***** Material for this exercise *****
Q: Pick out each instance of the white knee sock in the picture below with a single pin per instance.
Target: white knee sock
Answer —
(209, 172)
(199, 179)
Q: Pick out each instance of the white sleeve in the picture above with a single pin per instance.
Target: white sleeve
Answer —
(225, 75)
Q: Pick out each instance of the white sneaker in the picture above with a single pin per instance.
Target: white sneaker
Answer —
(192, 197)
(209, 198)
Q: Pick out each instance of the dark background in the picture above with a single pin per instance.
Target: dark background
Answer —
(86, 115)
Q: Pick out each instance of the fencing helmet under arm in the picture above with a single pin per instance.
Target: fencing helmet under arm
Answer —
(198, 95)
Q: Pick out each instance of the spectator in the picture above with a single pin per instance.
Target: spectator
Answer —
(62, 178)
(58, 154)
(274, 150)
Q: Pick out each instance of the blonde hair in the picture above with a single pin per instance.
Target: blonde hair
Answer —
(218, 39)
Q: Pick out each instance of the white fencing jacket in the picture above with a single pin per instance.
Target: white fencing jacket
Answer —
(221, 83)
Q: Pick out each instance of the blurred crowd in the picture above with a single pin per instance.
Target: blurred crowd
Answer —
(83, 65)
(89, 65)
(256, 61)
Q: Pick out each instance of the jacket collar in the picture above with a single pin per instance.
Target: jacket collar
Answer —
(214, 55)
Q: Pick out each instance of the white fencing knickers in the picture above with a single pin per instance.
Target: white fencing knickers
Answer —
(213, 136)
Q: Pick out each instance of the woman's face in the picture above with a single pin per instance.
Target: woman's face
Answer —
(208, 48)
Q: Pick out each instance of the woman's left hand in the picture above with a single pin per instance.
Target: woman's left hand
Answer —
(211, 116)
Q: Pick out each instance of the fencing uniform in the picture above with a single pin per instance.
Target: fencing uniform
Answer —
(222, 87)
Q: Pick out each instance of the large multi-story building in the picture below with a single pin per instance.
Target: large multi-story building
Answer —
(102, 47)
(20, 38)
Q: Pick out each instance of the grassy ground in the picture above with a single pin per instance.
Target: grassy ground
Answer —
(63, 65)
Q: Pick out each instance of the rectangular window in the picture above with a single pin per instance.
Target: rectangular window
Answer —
*****
***** Material for this exercise *****
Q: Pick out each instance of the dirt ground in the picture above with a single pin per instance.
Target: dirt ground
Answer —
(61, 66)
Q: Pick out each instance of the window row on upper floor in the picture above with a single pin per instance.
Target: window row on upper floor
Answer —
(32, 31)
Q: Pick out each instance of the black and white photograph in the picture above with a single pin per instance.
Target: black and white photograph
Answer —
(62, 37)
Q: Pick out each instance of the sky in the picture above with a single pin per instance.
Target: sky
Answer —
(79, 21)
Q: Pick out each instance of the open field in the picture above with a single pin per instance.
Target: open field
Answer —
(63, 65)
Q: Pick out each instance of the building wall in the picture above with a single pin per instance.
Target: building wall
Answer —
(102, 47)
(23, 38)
*****
**Description of the task:**
Locate each line of the data above that contains the word "sock" and copy those lines.

**Result:**
Q: Pick out each instance of the white knee sock in the picture below with a single pin per instance.
Target: white knee sock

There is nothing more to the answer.